▼▼▼

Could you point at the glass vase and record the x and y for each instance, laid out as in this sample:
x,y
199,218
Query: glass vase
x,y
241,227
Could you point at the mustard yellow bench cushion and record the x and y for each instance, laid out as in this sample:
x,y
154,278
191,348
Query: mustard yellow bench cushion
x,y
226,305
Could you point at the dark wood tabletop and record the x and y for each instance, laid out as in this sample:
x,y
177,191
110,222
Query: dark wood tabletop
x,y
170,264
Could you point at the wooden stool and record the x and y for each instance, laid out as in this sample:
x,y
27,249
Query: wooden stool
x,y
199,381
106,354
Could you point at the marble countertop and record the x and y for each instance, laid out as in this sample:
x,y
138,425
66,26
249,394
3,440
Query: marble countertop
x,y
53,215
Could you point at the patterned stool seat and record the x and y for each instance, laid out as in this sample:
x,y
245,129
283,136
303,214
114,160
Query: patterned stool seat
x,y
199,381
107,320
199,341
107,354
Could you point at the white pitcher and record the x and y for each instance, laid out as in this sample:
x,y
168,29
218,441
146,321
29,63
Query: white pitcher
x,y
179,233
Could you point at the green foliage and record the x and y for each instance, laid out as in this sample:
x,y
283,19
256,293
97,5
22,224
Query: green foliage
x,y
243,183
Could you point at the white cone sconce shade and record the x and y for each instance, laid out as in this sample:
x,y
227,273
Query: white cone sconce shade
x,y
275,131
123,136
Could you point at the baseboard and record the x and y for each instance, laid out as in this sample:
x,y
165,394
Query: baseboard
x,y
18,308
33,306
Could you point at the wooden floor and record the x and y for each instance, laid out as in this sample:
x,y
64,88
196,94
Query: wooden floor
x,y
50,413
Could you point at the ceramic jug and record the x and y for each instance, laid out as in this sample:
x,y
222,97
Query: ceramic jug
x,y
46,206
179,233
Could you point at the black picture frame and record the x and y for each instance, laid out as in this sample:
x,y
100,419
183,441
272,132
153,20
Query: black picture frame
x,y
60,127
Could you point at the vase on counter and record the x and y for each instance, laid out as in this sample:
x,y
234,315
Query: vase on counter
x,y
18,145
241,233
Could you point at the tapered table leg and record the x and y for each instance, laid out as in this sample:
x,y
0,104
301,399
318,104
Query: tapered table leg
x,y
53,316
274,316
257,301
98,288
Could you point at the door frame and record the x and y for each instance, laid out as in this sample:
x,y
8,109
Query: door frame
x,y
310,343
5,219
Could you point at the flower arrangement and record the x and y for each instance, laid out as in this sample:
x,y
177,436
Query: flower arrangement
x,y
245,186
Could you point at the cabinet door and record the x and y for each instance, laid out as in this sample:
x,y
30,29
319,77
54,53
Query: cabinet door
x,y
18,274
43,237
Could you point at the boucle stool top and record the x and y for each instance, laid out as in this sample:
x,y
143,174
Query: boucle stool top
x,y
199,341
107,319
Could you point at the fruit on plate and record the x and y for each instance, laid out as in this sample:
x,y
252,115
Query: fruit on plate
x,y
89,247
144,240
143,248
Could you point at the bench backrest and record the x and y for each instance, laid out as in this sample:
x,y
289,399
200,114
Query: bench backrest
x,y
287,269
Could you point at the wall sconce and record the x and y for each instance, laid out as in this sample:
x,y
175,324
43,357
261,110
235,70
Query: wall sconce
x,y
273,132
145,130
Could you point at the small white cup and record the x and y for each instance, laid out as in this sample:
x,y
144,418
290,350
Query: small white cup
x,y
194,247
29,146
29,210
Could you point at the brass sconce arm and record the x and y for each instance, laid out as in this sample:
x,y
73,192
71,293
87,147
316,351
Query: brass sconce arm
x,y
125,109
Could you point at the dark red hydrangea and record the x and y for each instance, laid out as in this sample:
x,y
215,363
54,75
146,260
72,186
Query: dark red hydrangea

▲▲▲

Would you output every line of the listing exactly?

Could you point at the glass vase and record the x and y for each instance, laid out as in this sample:
x,y
199,218
Query: glass vase
x,y
241,227
Could you point at the mustard yellow bench cushion and record the x and y for each instance, laid out as in this sample:
x,y
154,278
191,348
Query: mustard yellow bench cushion
x,y
226,305
Could you point at the dark wood tabletop and record the x and y for each instance, laid out as in this sample:
x,y
177,191
110,222
Query: dark wood tabletop
x,y
170,264
Could you point at the wooden stool and record the x and y for each instance, laid out as in this sample:
x,y
27,249
Query: wooden stool
x,y
199,381
106,354
Could you point at the marble countertop and record the x and y for each instance, laid out as in this sample:
x,y
138,425
66,26
249,394
3,440
Query: marble countertop
x,y
53,215
Could you point at the patterned stool seat and record the x and y for each instance, laid out as in this sample:
x,y
245,129
283,136
303,214
114,160
Query: patterned stool seat
x,y
199,381
107,320
199,341
107,354
Could you point at the white pitcher and record the x and y for each instance, laid out as in this sample:
x,y
168,29
218,441
146,321
29,63
Query: white pitcher
x,y
179,233
Could you point at the green foliage and record the x and y for each instance, laid out as in this sample:
x,y
283,19
256,293
97,5
22,224
Query: green foliage
x,y
243,183
Could you point at the white cone sconce shade and record the x and y for each instance, laid out as in this sample:
x,y
227,273
Query: white cone sconce shade
x,y
275,131
123,136
Could you point at the baseboard and record the x and y for each instance, laid out as in this sample:
x,y
165,394
Query: baseboard
x,y
18,308
33,306
Could you point at the wooden floor and record the x and y for each instance, laid out as in this sample:
x,y
64,88
196,94
Query: wooden floor
x,y
50,413
Could you point at the ceramic jug and record the x and y for each instance, laid out as in this sample:
x,y
222,97
Query: ceramic jug
x,y
46,206
179,233
Could you point at the black picture frame and record the x and y for each instance, laid out as in this sample:
x,y
100,419
183,441
272,132
153,20
Query: black picture frame
x,y
60,127
Could you point at the vase on counter and record the x and y for each instance, laid out as in this sample:
x,y
234,315
Query: vase on counter
x,y
18,145
241,233
Could you point at the tapered table leg and record the x and y for each instance, laid out as in this sample:
x,y
0,104
301,399
318,104
Query: tapered table leg
x,y
53,316
274,316
257,301
98,288
Could you point at the door frame and record the x and y for each instance, laid out as in this sample:
x,y
8,109
Query: door frame
x,y
310,343
5,219
Could you point at the flower arrangement and record the x and y for each instance, laid out as in this sample:
x,y
177,436
Query: flower arrangement
x,y
245,186
Could you point at the cabinet door and record the x and y for each instance, laid out as in this sample:
x,y
30,29
319,77
54,53
Query: cabinet door
x,y
18,274
43,237
Could you point at the boucle stool top and record the x and y for each instance, laid out as in this sample:
x,y
143,174
Query: boucle stool top
x,y
199,341
107,319
Could you point at the fruit on plate and record the x and y for each instance, laid out as in this sample:
x,y
252,115
Query: fruit on plate
x,y
89,247
144,240
143,248
Could you point at the bench backrest and record the x and y for each instance, laid out as in this sample:
x,y
289,399
200,114
Query: bench backrest
x,y
287,269
Could you point at the wall sconce and record the x and y for each instance, laid out as in this sample:
x,y
175,324
43,357
261,110
235,70
Query: wall sconce
x,y
273,132
145,130
Could you point at the small white cup and record the x and y for each instance, laid out as in this sample:
x,y
144,418
290,350
Query: small white cup
x,y
194,247
29,146
29,210
Could you point at the brass sconce arm and record the x and y for each instance, laid out as in this sample:
x,y
73,192
71,293
87,147
316,351
Query: brass sconce arm
x,y
125,109
Could you point at the dark red hydrangea and record the x and y for each instance, laid out as in this sample:
x,y
215,363
54,75
146,260
72,186
Query: dark red hydrangea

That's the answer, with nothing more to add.